**Source data**
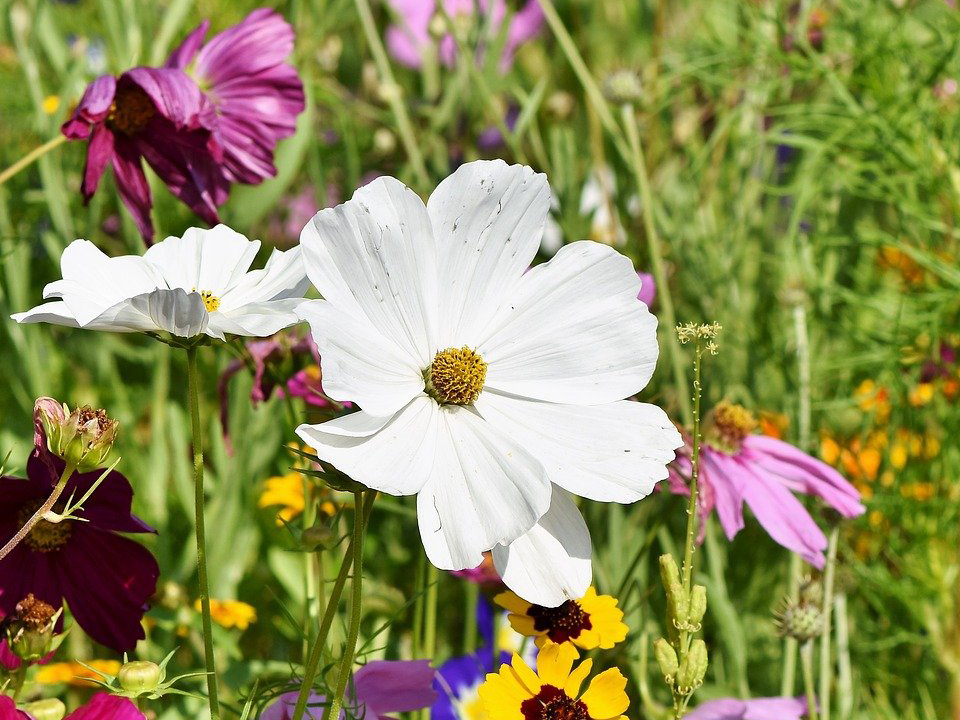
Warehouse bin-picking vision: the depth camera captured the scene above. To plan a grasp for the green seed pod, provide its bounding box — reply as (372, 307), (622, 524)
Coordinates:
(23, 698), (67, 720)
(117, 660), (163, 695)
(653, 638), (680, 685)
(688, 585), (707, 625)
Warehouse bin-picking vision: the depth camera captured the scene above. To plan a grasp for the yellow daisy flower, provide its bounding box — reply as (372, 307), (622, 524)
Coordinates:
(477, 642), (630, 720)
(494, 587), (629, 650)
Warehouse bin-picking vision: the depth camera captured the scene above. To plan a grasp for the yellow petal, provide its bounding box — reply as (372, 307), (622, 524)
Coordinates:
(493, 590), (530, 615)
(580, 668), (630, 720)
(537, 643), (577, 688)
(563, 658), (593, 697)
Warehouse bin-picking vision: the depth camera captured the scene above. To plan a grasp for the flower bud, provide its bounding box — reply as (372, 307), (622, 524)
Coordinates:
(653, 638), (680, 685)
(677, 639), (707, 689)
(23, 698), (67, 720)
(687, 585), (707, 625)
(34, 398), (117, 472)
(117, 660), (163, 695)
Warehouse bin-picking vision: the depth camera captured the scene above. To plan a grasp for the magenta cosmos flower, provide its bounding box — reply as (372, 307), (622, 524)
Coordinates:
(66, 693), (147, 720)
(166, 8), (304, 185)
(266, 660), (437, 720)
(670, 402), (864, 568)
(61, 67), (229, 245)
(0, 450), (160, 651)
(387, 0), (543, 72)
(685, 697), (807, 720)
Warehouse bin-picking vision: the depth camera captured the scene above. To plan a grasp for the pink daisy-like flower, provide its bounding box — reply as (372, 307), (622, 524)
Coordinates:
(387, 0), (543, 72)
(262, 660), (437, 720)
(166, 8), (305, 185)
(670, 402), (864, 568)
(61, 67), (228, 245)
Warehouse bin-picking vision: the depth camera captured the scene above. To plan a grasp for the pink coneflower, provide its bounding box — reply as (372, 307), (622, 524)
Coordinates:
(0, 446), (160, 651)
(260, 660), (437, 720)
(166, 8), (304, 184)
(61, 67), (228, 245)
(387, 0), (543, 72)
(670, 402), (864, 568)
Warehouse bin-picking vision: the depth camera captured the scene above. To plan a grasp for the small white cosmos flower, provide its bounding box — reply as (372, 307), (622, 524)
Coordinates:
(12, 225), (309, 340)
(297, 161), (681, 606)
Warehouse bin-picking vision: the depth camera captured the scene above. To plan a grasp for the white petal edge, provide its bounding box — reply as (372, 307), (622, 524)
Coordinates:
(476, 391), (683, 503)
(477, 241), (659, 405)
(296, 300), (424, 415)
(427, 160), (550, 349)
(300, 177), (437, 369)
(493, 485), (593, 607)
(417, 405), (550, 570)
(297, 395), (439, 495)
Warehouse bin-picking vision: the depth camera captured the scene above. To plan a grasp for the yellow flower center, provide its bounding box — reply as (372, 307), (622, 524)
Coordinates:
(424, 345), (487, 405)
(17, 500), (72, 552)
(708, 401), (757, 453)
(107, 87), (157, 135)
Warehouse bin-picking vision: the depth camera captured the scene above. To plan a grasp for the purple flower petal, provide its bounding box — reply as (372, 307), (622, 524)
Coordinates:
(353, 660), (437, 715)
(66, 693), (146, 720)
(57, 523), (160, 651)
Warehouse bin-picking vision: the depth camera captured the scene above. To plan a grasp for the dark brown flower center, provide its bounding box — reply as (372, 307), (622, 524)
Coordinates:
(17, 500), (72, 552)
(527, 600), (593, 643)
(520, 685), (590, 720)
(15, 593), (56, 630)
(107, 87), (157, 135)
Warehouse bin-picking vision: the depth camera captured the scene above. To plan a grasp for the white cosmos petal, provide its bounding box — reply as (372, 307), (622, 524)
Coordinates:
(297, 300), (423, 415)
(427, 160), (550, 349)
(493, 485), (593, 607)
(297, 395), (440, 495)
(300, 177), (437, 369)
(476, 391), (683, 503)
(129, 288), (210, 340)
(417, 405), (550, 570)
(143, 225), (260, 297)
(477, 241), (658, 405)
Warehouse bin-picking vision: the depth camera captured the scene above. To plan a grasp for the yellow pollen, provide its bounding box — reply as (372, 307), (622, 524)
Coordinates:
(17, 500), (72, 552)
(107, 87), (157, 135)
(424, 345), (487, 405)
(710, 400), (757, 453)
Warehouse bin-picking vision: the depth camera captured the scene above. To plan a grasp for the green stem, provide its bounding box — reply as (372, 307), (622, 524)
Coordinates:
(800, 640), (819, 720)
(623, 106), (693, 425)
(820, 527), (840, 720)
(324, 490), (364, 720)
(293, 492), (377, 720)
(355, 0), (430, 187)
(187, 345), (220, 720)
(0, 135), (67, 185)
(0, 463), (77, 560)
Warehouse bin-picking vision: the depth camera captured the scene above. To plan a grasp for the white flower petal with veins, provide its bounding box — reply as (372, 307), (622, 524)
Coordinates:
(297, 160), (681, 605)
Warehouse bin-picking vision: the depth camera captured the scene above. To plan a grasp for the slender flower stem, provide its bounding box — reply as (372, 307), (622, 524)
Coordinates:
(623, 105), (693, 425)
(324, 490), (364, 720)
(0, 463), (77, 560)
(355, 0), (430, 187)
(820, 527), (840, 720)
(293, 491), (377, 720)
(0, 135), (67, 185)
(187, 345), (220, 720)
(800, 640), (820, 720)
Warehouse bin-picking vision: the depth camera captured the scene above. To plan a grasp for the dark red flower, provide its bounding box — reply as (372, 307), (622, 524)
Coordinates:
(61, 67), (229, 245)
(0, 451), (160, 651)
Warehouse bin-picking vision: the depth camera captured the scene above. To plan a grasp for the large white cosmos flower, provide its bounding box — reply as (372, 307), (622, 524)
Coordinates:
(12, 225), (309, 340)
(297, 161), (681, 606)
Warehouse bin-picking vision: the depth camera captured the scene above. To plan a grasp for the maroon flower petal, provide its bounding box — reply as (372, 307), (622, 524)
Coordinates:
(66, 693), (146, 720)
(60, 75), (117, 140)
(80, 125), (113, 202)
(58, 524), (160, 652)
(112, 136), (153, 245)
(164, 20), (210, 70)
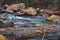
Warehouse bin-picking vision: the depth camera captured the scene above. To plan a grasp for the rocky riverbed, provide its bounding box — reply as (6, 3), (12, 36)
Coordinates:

**What you need to do**
Please reproduce the listing above word for word, leaving out the pictures.

**Result of the task**
Warehouse bin-picking vision: the depth camera captured the scene above. To plan a grasp for the green seed pod, provide its bounding box — reply as (372, 307), (622, 524)
Coordinates:
(23, 698), (67, 720)
(117, 660), (163, 695)
(653, 638), (680, 685)
(688, 585), (707, 625)
Warehouse bin-picking vision: the depth camera captured the scene above. To plan a grasp for the yellow daisy flower, provide its bounding box — reply as (372, 307), (622, 524)
Coordinates:
(477, 642), (630, 720)
(494, 587), (629, 650)
Warehouse bin-picking vision: the depth camera captured the scene above. To plan a grasp for the yellow petal, provide its bounding box — reply as (372, 307), (622, 524)
Coordinates:
(493, 590), (530, 615)
(580, 668), (630, 720)
(537, 643), (577, 688)
(563, 658), (593, 697)
Warehouse bin-picking vision: the depth camera captured the scene above. To plan a grasp for the flower bud, provide its bounding box — reply as (372, 307), (622, 524)
Coordinates:
(653, 638), (680, 685)
(677, 639), (707, 689)
(23, 698), (67, 720)
(687, 585), (707, 625)
(34, 398), (117, 472)
(117, 660), (163, 695)
Warehouse bin-picking vision: the depth camera captured the scene above. To plan a grasp for the magenta cosmos flower, provide its bounding box — reply as (372, 307), (622, 524)
Coordinates:
(66, 693), (147, 720)
(166, 8), (304, 185)
(266, 660), (437, 720)
(670, 402), (864, 568)
(61, 67), (229, 245)
(0, 450), (160, 651)
(387, 0), (543, 72)
(685, 697), (807, 720)
Warehouse bin-picking vision: the depth camera captured the scene above. To plan a grasp for the pink daisy-like flower, provide its bounding box — reply as (372, 307), (622, 524)
Coordinates:
(387, 0), (543, 72)
(262, 660), (437, 720)
(166, 8), (305, 185)
(670, 402), (864, 568)
(61, 67), (228, 245)
Warehouse bin-picking vision: the depth camera captured the scene above. To plan a grasp for the pink coneflower, provide its bounding box — reply as (372, 307), (622, 524)
Coordinates:
(0, 446), (160, 651)
(260, 660), (437, 720)
(166, 8), (304, 184)
(61, 67), (228, 245)
(387, 0), (543, 72)
(670, 402), (864, 568)
Warehouse bin-picking vision: the depth camera captured the scene above. To plan a grasp for the small white cosmos flower, provide its bounding box — reply as (372, 307), (622, 524)
Coordinates:
(12, 225), (309, 340)
(297, 161), (681, 606)
Warehouse bin-picking vision: the depth camera captured the scene above. To plan a grasp for the white petal edge, provide its bounding box — reply as (372, 307), (622, 524)
Coordinates:
(476, 391), (683, 503)
(477, 241), (659, 405)
(296, 300), (424, 415)
(427, 160), (550, 349)
(300, 177), (437, 369)
(493, 485), (593, 607)
(417, 405), (550, 570)
(297, 395), (439, 495)
Warehouse bin-picking vision: the depth camera captured the scene above. To plan a grasp for the yellow flower center, provide its bounding box — reply as (372, 307), (622, 524)
Coordinates:
(424, 345), (487, 405)
(17, 500), (72, 552)
(708, 401), (757, 453)
(107, 87), (157, 135)
Warehouse bin-picking vision: the depth camera captured the scene above. To plan a grasp for the purple flower petal, provide its bounding box — reply as (372, 307), (622, 524)
Coordinates:
(353, 660), (437, 715)
(66, 693), (146, 720)
(57, 523), (160, 651)
Warehouse bin-picking vision: the depth camera captured the scene above. To plan a grasp for the dark brown flower center, provide its bounding box — reply as (372, 307), (622, 524)
Coordinates:
(17, 500), (72, 552)
(527, 600), (593, 643)
(520, 685), (590, 720)
(15, 593), (56, 630)
(107, 87), (157, 135)
Warehouse bin-picking vision: the depth camera captured the scene above. To plan a grasp for the white cosmos petal, provide its bounding box — reply as (372, 307), (622, 524)
Coordinates:
(297, 300), (423, 415)
(427, 160), (550, 349)
(493, 485), (593, 607)
(297, 395), (440, 495)
(300, 177), (437, 369)
(476, 391), (683, 503)
(129, 288), (210, 340)
(417, 405), (550, 570)
(143, 225), (260, 297)
(477, 241), (658, 405)
Warehouse bin-picking vision: the depth camera captured the scene above. To plan a grasp for the yellow pollen, provide its bounding box — reply as (372, 307), (622, 524)
Coordinates:
(17, 500), (72, 552)
(107, 87), (157, 135)
(424, 345), (487, 405)
(710, 400), (757, 453)
Warehouse bin-picking vision: the depth camera captured the scene above. To plan a grasp for the green stem, provide its bounding box — reply as (372, 307), (622, 524)
Coordinates:
(800, 640), (819, 720)
(623, 106), (693, 425)
(820, 527), (840, 720)
(324, 490), (364, 720)
(293, 492), (377, 720)
(355, 0), (430, 187)
(187, 345), (220, 720)
(0, 135), (67, 185)
(0, 463), (77, 560)
Warehouse bin-picking vision: the depth camera captured the scene above. To plan a grasp for the white flower petal with veins, provide its bounding box — reply as (372, 307), (622, 524)
Coordinates:
(297, 160), (681, 605)
Warehouse bin-picking vision: the depth camera captured the scene above. To plan a grasp for the slender flower stem, provide its bounding box — reply as (372, 307), (622, 524)
Coordinates:
(623, 105), (693, 425)
(324, 490), (364, 720)
(0, 463), (77, 560)
(355, 0), (430, 187)
(820, 527), (840, 720)
(293, 491), (377, 720)
(0, 135), (67, 185)
(187, 345), (220, 720)
(800, 640), (820, 720)
Warehouse bin-picking vision: the depth camera captured the scene above. To plan a grasp for the dark red flower, provide its bounding box — reply as (372, 307), (622, 524)
Coordinates:
(61, 67), (229, 245)
(0, 451), (160, 651)
Warehouse bin-picking vision: the depth camera captured the scene above. To plan a grasp for the large white cosmos flower, provide its bounding box — reply as (372, 307), (622, 524)
Coordinates:
(12, 225), (309, 340)
(297, 161), (681, 606)
Warehouse bin-picking vision: the depth camera captured the scene above. To plan a grasp for the maroon flower petal, provide its bounding box — reply as (372, 307), (622, 524)
Coordinates:
(66, 693), (146, 720)
(60, 75), (117, 140)
(80, 125), (113, 202)
(58, 524), (160, 652)
(112, 136), (153, 245)
(164, 20), (210, 70)
Warehouse bin-picking vision: the depth camera captured the scene above. To plan a grasp for the rocky riverbed, provide its bounding box — reply as (6, 3), (12, 36)
Coordinates:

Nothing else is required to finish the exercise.